**DIRECTIVE:** Rewrite the records from the line holding "of the male" through the line holding "x=664, y=330", inclusive, swapping "pins" for "places" and changing nothing else. Omit the pictures and give only those lines.

** Start of STORED ROWS **

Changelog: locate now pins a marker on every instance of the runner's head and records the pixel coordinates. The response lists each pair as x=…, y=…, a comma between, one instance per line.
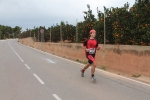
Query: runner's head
x=92, y=33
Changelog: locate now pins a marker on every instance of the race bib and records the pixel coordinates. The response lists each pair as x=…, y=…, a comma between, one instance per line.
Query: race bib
x=92, y=51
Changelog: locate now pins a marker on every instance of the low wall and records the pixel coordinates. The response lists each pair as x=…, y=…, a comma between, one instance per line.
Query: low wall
x=123, y=59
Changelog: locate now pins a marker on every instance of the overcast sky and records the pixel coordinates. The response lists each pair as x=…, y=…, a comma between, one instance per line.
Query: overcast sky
x=30, y=13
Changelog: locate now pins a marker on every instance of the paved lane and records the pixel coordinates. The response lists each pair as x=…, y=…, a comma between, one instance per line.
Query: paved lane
x=42, y=76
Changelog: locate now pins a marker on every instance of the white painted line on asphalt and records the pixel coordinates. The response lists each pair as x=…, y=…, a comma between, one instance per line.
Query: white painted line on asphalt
x=27, y=66
x=16, y=53
x=50, y=61
x=39, y=79
x=57, y=97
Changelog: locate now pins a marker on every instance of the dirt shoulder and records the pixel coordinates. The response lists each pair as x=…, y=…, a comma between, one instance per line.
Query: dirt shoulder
x=124, y=60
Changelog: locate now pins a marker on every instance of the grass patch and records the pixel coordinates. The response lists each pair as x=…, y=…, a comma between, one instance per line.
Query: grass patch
x=136, y=76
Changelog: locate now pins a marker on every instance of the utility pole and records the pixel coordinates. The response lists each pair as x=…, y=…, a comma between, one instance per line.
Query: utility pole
x=76, y=31
x=60, y=33
x=104, y=28
x=50, y=35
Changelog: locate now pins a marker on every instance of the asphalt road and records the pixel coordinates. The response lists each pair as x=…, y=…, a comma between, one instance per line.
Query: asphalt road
x=30, y=74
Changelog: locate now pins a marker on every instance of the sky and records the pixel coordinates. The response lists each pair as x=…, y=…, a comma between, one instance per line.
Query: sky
x=35, y=13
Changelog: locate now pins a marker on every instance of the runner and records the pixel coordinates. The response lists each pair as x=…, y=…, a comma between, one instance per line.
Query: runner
x=90, y=46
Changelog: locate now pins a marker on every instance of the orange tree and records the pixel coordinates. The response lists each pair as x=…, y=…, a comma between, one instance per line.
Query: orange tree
x=141, y=22
x=99, y=27
x=85, y=26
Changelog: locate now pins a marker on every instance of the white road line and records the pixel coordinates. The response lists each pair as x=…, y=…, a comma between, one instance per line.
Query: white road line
x=16, y=52
x=39, y=79
x=57, y=97
x=50, y=61
x=27, y=66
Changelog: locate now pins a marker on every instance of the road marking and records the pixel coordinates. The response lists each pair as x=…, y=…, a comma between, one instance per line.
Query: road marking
x=50, y=61
x=57, y=97
x=27, y=66
x=39, y=79
x=16, y=53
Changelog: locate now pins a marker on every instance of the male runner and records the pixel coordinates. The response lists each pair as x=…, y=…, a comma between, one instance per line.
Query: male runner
x=90, y=46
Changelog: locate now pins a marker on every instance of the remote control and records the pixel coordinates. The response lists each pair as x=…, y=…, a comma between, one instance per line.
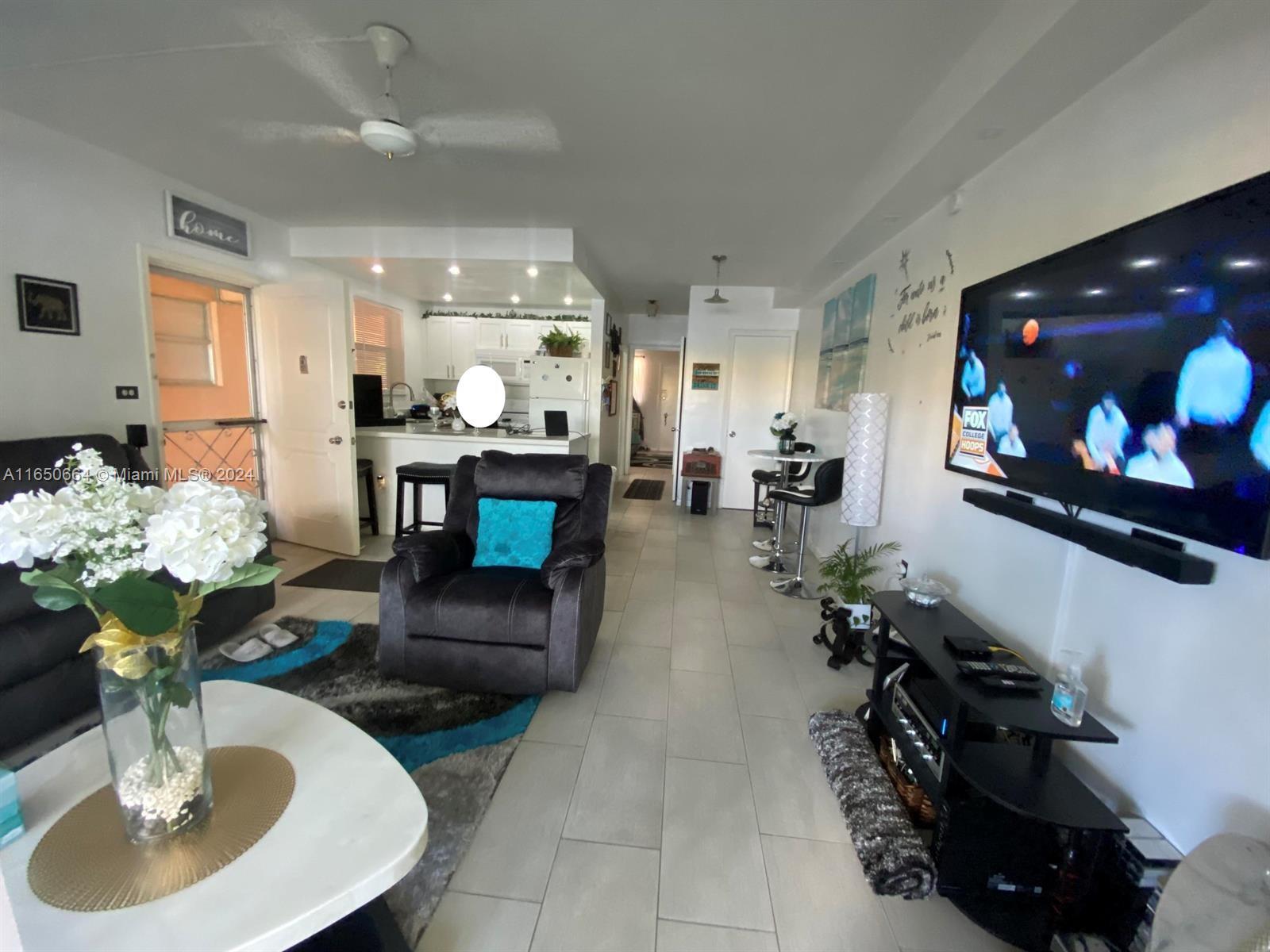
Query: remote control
x=997, y=670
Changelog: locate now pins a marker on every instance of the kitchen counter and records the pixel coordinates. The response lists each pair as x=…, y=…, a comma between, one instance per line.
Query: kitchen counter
x=391, y=447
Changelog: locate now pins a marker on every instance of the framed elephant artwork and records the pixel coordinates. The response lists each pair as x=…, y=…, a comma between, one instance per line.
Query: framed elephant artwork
x=48, y=306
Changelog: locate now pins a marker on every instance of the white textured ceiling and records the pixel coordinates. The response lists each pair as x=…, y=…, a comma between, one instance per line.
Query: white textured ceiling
x=686, y=127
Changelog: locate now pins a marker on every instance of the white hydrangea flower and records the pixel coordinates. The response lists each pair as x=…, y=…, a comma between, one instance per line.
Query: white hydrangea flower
x=202, y=532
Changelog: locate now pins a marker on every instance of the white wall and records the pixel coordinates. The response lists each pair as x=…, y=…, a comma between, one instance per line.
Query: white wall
x=1178, y=672
x=75, y=213
x=709, y=325
x=664, y=330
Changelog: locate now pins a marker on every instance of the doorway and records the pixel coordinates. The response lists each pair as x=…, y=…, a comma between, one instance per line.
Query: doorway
x=203, y=359
x=654, y=408
x=760, y=374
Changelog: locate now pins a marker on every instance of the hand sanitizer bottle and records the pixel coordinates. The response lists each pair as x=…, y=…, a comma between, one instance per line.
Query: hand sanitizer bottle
x=1070, y=691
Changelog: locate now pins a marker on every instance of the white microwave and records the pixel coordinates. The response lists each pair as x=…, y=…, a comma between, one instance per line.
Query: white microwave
x=514, y=367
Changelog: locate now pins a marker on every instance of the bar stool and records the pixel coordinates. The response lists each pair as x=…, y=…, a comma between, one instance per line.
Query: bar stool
x=827, y=488
x=417, y=476
x=365, y=473
x=772, y=478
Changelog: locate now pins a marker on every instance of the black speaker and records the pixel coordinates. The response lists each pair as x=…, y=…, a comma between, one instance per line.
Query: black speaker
x=139, y=435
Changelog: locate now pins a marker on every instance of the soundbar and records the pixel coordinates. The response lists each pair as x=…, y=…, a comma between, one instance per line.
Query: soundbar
x=1140, y=551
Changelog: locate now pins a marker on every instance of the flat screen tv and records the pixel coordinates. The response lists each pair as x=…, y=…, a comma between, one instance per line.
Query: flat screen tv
x=1130, y=374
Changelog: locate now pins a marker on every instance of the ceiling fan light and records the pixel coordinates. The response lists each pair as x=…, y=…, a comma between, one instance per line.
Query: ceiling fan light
x=387, y=137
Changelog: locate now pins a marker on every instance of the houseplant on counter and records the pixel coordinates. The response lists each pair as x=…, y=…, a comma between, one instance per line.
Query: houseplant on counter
x=783, y=427
x=560, y=343
x=141, y=560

** End of STORED ROWS **

**EXERCISE RESULT:**
Changelog: locate now places a marker on every instance of the male runner and records the pixel coordinates. The response lists each pair as x=…, y=…, a comma between, one instance per line.
Query: male runner
x=90, y=46
Changelog: locate now places a marker on every instance of the remote control and records the pixel coordinates. The response lists each pair as x=…, y=…, a comma between, one instance per line.
Query: remote control
x=997, y=670
Changelog: locate now places a marker on every instance of the kitchen counter and records the pixel coordinates. The response lists each pair as x=…, y=…, a comma between, one instance per line.
Query: kitchen counter
x=391, y=447
Changelog: locate now places a marker on every instance of the framed elephant artwork and records the pixel coordinates. The response lists each pair as x=…, y=…, a comma between, one instance per line.
Query: framed elephant artwork
x=48, y=306
Changelog: locate now places a marker on every instance of the white textured ceiling and records the pixel coordinates. The response lists each pair as x=…, y=…, a comma between, one instance per line.
Query: white textured ceiling
x=686, y=127
Changelog: locate now places a marker on every instance of the white hydrangea flower and records the pixel coordinates. The response lists each pair as x=…, y=…, a comma between, one instance per line.
Query: white hydrangea flower
x=202, y=532
Changelog: locate now places a marker on every instance of the white wall and records the pixel coordinates. The response lists each pair as x=…, y=…, a comma between, one instance per line.
Query: white wall
x=1178, y=672
x=75, y=213
x=709, y=325
x=664, y=330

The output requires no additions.